START Given information
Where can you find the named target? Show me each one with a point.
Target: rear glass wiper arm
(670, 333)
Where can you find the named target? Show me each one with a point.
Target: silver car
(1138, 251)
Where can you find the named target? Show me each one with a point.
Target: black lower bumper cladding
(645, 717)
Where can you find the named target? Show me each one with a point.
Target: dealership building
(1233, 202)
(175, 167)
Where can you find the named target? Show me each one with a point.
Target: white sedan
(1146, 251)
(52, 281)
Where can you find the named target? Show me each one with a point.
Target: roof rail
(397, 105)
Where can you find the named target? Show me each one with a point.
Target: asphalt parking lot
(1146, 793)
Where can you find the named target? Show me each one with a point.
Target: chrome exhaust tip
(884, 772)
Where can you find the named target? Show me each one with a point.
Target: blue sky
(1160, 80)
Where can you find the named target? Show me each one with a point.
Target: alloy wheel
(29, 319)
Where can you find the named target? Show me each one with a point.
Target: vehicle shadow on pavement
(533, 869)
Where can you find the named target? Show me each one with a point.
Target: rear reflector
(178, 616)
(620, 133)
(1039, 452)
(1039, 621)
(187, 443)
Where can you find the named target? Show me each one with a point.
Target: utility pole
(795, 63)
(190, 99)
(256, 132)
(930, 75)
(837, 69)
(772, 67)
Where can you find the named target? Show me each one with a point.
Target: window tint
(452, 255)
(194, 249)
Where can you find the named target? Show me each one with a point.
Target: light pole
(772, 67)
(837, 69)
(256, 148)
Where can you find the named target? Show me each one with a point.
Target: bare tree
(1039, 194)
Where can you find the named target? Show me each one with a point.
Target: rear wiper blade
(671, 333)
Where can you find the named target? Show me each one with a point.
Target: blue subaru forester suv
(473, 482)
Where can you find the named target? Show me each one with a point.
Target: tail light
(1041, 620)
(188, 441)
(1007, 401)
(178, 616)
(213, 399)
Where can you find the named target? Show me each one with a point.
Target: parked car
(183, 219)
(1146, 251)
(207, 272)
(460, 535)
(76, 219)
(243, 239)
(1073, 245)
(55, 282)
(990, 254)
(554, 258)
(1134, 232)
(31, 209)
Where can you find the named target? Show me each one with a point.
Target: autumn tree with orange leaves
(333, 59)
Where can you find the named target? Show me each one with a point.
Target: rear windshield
END Given information
_Exercise details:_
Each line shown above must be repeated exactly.

_Response below:_
Where can you find the named target? Show me each one with a point.
Target: rear glass wiper arm
(670, 333)
Where can you find the named target? Show me each one with a point.
Target: silver car
(1138, 251)
Where can you find the named target? Show me each one with a point.
Target: black lower bumper cladding
(645, 717)
Where can you find the named target? Show me each one with a point.
Target: dealership building
(1233, 202)
(175, 167)
Where can you find the named target? Show me each one with a point.
Target: white sedan
(1146, 251)
(52, 281)
Where can you find the named target? Show me each one with a point.
Target: roof rail
(397, 105)
Where can you find the named target? Show me each one with a point.
Target: asphalt parking lot
(1146, 793)
Where can you find the named target? Show me each one with a point.
Target: chrome exhaust tip
(884, 772)
Where can you find the named target? Show me each one with a point.
Target: blue sky
(1160, 80)
Where can you find the named target? Show me each one with a point.
Target: alloy wheel
(29, 319)
Where can you find the named target? Show me each one with a point.
Target: vehicle shadow on pavement
(533, 869)
Where can you find the named target? Show me each one with a point.
Target: rear reflector
(178, 616)
(620, 133)
(1039, 452)
(1039, 621)
(187, 443)
Where can you find the named target? Show me each one with a point.
Target: utility pole
(795, 63)
(190, 99)
(256, 132)
(930, 75)
(837, 69)
(772, 67)
Where can you find the named target? Show me each one with a point.
Target: window tint
(452, 255)
(194, 249)
Where can you find the named target? Show me each one with a point.
Target: light pole
(772, 67)
(837, 69)
(256, 148)
Where can you find the named target? Show me each one with a point.
Target: bare tree
(1039, 194)
Where can you find the named target? Show me each one with a point.
Target: rear wiper blade
(671, 333)
Where can you find the named target? Show me each one with a point.
Target: blue subaru forester suv
(473, 482)
Where can you find the named target? Show me each one with a point.
Target: tail light
(1041, 620)
(188, 441)
(1007, 401)
(178, 616)
(213, 399)
Where can you find the named target? Show me each one with a point.
Target: parked car
(183, 219)
(1146, 251)
(207, 272)
(460, 535)
(76, 219)
(243, 239)
(1073, 245)
(55, 282)
(990, 254)
(554, 258)
(1134, 232)
(31, 209)
Where can you find the named target? Show me each one with a point.
Target: autumn tree with orange leaves
(333, 59)
Where can you find the named target? Show me each one with a point.
Target: rear windshield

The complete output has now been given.